What to work on ▸ Print exactly, and only, the lines running from the line containing "Warehouse picking: mark the tall" through the end of the records below.

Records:
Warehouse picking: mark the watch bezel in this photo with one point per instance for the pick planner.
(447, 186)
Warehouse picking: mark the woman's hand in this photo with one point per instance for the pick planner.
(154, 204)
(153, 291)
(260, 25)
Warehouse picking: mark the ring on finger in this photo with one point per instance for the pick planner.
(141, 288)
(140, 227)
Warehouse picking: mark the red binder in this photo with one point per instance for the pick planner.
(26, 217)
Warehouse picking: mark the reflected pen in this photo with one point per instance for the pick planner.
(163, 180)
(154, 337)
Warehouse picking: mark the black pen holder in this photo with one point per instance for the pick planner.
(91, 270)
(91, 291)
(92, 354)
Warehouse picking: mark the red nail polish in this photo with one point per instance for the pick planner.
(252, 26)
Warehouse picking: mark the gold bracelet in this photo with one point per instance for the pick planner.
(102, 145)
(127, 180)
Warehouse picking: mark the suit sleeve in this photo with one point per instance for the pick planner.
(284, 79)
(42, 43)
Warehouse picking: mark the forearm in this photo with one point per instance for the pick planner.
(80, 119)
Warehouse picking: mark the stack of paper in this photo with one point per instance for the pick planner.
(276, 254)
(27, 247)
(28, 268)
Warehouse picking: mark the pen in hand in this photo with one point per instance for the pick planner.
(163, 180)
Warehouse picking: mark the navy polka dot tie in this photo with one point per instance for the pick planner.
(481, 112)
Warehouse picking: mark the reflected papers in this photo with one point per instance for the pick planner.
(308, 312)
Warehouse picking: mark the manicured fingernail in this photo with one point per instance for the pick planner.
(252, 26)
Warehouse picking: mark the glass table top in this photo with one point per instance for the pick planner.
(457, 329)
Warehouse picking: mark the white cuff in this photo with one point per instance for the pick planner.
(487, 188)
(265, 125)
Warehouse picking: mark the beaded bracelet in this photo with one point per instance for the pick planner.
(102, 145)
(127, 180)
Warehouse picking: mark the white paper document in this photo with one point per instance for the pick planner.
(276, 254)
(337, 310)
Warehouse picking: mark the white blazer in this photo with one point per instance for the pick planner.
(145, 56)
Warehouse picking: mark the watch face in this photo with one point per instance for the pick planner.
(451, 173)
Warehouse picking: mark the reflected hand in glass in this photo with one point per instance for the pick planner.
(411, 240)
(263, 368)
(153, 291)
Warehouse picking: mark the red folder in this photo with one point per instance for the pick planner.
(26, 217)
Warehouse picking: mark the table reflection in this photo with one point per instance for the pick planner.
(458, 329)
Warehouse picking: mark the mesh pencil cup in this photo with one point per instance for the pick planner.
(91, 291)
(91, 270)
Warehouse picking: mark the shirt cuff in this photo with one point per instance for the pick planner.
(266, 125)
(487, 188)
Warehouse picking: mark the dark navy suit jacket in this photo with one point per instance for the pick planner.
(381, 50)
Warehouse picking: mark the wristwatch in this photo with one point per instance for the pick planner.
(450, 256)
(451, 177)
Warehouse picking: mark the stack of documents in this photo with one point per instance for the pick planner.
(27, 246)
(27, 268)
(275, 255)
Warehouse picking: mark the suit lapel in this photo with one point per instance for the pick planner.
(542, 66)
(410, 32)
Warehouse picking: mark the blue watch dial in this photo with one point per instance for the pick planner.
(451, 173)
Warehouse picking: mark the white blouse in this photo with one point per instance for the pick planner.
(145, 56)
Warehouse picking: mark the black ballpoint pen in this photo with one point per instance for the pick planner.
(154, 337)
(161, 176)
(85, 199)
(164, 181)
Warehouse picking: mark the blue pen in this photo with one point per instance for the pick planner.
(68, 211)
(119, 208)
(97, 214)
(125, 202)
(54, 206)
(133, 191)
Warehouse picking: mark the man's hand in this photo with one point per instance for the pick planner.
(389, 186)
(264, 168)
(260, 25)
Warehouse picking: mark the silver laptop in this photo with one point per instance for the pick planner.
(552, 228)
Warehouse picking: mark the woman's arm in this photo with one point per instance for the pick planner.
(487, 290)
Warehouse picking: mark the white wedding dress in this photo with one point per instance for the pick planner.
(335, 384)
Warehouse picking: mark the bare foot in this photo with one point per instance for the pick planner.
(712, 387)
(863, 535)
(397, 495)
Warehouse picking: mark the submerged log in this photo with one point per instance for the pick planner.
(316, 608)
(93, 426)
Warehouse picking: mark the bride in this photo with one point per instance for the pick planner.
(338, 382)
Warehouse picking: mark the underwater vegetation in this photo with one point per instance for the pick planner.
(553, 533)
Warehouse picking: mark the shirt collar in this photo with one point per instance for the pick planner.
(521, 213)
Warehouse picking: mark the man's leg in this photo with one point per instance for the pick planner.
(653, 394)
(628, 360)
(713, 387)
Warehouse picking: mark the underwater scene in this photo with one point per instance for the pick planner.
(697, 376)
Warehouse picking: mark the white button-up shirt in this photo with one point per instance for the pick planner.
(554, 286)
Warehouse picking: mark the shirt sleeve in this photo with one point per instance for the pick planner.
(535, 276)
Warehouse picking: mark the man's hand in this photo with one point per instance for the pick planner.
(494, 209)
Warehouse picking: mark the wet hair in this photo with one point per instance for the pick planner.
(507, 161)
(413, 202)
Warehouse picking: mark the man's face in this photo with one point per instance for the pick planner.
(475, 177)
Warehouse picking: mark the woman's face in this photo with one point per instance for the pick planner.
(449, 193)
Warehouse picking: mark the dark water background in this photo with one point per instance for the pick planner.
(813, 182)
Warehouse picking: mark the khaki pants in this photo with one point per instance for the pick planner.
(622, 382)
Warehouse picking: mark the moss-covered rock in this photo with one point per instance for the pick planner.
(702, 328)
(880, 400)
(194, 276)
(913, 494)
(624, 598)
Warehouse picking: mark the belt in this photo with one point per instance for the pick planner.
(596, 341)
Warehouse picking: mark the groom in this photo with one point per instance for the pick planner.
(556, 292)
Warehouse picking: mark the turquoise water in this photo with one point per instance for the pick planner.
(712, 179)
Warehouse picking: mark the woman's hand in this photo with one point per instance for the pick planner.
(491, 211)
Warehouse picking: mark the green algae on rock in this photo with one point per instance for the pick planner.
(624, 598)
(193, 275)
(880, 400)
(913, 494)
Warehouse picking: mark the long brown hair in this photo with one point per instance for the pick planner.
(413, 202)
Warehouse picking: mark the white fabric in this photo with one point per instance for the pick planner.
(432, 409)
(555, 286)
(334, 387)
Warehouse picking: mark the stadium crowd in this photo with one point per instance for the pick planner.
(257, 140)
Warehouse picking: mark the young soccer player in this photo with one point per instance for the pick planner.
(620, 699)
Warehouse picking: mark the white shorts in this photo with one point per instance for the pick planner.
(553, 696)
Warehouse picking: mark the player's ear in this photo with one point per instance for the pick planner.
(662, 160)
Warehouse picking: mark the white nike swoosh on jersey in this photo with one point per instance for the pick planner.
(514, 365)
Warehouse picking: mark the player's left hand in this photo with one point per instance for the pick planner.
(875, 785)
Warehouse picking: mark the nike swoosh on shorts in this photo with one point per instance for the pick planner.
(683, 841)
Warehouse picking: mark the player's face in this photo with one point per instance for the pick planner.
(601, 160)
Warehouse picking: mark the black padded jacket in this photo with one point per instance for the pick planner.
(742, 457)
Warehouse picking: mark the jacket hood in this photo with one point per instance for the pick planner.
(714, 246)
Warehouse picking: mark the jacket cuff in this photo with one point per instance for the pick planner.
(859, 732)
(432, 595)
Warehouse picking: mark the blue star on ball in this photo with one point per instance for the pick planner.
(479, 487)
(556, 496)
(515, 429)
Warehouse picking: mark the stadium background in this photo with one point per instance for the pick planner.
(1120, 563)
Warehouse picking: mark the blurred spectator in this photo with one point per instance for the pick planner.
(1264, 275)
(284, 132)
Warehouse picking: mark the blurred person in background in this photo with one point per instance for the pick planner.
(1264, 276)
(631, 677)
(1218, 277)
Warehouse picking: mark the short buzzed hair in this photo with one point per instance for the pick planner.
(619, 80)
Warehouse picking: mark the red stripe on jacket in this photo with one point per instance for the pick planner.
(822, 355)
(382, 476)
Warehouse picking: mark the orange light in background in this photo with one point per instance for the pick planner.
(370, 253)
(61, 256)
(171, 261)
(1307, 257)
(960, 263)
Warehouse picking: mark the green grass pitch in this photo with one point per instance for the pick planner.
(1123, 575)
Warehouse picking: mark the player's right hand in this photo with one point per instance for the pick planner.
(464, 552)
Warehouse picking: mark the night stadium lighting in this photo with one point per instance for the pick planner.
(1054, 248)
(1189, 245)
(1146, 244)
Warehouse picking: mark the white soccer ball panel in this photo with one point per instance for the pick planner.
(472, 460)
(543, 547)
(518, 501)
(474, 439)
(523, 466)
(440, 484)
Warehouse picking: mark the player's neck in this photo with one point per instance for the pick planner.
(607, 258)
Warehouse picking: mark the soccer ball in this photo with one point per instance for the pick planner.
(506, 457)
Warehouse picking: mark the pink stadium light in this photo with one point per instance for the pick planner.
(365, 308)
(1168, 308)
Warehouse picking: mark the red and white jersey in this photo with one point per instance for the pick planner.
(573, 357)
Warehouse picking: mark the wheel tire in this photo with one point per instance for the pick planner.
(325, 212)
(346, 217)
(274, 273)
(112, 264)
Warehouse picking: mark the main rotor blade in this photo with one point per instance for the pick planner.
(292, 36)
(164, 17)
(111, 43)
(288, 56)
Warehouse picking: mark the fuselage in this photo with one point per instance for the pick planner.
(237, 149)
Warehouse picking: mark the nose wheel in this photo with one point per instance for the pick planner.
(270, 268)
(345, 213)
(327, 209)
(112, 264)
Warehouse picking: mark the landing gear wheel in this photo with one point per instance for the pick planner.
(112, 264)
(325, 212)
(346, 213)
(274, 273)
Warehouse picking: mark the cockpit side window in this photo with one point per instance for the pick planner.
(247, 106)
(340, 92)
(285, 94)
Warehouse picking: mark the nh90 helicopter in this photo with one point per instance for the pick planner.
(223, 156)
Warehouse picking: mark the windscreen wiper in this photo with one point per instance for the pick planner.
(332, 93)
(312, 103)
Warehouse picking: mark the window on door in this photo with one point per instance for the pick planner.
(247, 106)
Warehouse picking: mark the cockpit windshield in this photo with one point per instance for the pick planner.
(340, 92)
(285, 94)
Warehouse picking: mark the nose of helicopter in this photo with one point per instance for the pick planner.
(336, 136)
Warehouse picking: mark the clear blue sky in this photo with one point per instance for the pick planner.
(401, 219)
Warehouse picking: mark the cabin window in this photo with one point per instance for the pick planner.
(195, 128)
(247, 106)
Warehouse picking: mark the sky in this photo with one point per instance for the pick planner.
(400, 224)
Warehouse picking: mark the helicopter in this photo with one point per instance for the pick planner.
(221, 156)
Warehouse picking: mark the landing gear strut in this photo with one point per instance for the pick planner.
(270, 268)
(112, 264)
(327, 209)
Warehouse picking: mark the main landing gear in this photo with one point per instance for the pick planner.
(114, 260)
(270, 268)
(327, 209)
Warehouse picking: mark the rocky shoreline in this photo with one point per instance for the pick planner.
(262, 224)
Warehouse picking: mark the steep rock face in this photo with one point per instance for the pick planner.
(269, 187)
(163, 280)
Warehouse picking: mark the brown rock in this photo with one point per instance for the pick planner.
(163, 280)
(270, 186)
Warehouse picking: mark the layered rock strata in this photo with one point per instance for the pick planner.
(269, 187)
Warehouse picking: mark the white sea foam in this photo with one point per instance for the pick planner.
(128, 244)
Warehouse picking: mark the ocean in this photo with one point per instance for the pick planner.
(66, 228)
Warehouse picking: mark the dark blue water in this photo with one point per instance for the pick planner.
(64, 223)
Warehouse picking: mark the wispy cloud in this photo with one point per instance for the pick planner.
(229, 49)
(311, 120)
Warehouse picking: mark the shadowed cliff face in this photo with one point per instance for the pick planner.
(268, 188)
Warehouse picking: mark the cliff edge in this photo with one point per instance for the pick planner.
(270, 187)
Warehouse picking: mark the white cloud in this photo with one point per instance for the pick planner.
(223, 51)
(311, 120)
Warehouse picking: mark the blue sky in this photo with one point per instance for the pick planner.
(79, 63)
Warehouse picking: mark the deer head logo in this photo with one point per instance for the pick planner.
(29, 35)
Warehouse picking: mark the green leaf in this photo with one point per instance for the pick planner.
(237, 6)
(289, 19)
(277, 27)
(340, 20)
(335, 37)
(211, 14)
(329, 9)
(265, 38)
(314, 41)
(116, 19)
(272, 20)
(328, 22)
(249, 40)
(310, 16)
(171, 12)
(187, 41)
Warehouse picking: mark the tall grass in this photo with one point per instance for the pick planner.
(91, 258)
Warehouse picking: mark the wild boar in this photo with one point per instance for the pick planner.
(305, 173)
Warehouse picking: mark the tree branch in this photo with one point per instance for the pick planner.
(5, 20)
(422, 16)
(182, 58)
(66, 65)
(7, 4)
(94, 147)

Exercise response ▸
Warehouse picking: mark the tall grass in this photo with one point per instance for the pick planner.
(91, 258)
Warehouse picking: mark the wild boar in this photo with one point per instance for the pick planner.
(305, 173)
Warehouse picking: mark the tree branch in this photo with one point per instance for the pick planner.
(5, 20)
(422, 16)
(182, 58)
(66, 65)
(7, 4)
(94, 147)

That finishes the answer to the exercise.